-- Written exercise 1 --
Give the number of lines in the records that contain the string "woman", matching case exactly. Reply with the number alone.

-- Selected text --
4.5 SHAREHOLDERS' MEETING. In lieu of calling a special meeting of its
shareholders to consider and vote upon the approval and adoption of this
Agreement and to the transactions contemplated hereby, CSI may obtain approval
of the Agreement and such transactions by written consent of holders of a
majority of the capital stock of CSI. Delivery to ITEC of an executed copy of
such written consent shall constitute satisfaction of CSI's obligations
hereunder. CSI will call a special meeting of its shareholders to consider and
vote upon the approval and adoption of this Agreement and the transactions
contemplated hereby. The record date for and the date of such meeting shall be
determined jointly by CSI and ITEC, but each shall occur as soon as practicable.
14
Except as may be required by CSI's directors' fiduciary duty (as determined in
the specific case by a written opinion of CSI's outside legal counsel), CSI (a)
will, through its Board of Directors and management, recommend to its
shareholders the approval and adoption of this Agreement and the transactions
contemplated hereby and (b) will use its best efforts to solicit the requisite
vote of approval.
CSI hereby represents that the Board of Directors of CSI has unanimously
(a) determined that the Merger is fair and in the best interest of the company
and its shareholders, (b) approved this Agreement and the Merger, and (c)
resolved to (except as may be required by CSI's directors' fiduciary duty (as
determined in the specific case by a written opinion of CSI's outside legal
counsel)) recommend approval and adoption of the Merger and this Agreement by
the CSI shareholders.
4.6 EXEMPTION FROM REGISTRATION. The parties hereto intend that the shares
of ITEC to be issued to the shareholders of CSI shall be exempt from the
registration requirements of the Securities Act of 1933, as amended (the "Act"),
pursuant to Section 4(2) of the Act and the rules and regulations promulgated
thereunder and exempt from the registration requirements of the applicable
states. In furtherance thereof, the Shareholders of CSI will execute and deliver
to ITEC on the closing date, investment letters suitable to ITEC counsel, in
form substantially as per Exhibit 4.6 attached hereto.
4.7 RESERVED
4.8 REASONABLE EFFORTS; FURTHER ASSURANCES. Subject to the terms and
conditions herein provided, each of the parties agrees to use all reasonable
efforts to take, or cause to be taken, all action and to do, or cause to be
done, all things necessary, proper or advisable under applicable laws and
regulations to more fully effectuate the parties' intentions as expressed in
this Agreement, to cause all closing conditions of the other parties to be
satisfied, and to consummate and make effective the Merger and the other
transactions in accordance with the terms of this Agreement. No party hereto
will, however, take or permit steps to be taken that would cause such party to
be in breach or default of any covenant, representation or warranty of that
party contained herein, or which result in a breach of applicable statutory or
non-statutory laws.

-- Written exercise 2 --
Rewrite the paragraph of the agreement excerpt above that begins "4.6 EXEMPTION FROM REGISTRATION" as a short bulleted list, keeping its main facts.

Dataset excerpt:
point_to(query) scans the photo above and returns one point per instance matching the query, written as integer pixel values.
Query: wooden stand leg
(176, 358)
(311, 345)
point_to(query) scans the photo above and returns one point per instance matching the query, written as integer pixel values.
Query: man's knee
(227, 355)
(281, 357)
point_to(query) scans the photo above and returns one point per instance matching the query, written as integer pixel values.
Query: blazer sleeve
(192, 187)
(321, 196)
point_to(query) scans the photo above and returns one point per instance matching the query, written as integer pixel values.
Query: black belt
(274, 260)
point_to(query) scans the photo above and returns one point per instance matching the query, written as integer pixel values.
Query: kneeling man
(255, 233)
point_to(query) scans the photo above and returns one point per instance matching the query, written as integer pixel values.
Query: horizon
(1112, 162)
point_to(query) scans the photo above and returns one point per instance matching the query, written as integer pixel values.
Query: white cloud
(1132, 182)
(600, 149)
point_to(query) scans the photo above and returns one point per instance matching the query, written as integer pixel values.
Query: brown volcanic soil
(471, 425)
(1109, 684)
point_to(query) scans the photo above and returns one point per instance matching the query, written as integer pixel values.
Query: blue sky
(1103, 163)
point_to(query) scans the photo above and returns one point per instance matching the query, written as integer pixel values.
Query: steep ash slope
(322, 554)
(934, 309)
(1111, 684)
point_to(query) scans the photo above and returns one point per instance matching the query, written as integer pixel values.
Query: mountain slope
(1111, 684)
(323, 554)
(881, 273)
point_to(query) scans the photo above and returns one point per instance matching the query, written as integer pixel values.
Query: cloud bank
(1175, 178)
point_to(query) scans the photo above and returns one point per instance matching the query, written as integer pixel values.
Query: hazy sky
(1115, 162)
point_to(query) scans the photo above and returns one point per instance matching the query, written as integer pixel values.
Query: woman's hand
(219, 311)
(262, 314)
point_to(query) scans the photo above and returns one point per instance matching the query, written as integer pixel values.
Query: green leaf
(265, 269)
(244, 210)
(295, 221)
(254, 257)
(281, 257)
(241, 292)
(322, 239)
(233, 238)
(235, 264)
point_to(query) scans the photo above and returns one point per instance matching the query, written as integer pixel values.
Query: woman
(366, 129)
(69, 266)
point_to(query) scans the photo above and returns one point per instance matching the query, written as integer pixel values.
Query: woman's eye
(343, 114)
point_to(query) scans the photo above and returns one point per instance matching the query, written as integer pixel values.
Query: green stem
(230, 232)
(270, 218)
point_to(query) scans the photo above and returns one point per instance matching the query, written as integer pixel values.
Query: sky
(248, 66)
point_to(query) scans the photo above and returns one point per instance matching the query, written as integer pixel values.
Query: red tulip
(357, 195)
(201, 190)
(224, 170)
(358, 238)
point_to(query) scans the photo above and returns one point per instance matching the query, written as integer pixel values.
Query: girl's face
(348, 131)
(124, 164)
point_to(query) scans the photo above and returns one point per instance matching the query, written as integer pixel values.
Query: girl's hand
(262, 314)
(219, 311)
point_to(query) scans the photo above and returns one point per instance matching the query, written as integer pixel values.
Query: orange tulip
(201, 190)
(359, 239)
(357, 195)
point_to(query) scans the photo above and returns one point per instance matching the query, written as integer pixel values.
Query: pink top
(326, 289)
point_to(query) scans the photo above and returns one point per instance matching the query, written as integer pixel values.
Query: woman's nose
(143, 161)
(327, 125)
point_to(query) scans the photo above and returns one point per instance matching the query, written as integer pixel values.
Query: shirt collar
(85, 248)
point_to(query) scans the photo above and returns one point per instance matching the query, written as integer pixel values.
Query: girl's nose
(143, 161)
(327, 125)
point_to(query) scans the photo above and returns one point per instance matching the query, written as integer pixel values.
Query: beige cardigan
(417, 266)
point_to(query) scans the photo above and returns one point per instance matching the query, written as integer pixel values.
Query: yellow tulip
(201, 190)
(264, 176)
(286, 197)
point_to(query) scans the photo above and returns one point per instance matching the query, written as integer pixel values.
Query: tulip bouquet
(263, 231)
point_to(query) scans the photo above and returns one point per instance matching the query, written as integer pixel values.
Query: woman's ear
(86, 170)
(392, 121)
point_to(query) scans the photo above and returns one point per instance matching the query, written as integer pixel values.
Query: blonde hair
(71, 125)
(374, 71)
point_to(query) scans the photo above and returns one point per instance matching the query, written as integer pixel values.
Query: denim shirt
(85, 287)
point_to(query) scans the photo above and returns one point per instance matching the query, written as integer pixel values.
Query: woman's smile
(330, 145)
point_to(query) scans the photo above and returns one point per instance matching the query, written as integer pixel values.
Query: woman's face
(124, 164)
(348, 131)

-- Written solution 1 --
7

-- Written solution 2 --
- The parties intend the ITEC shares issued to CSI shareholders to be exempt from the registration requirements of the Securities Act of 1933, as amended, under Section 4(2) of the Act and its rules and regulations.
- They also intend those shares to be exempt from the registration requirements of the applicable states.
- To that end, on the closing date CSI's shareholders will execute and deliver to ITEC investment letters suitable to ITEC counsel, substantially in the form of Exhibit 4.6.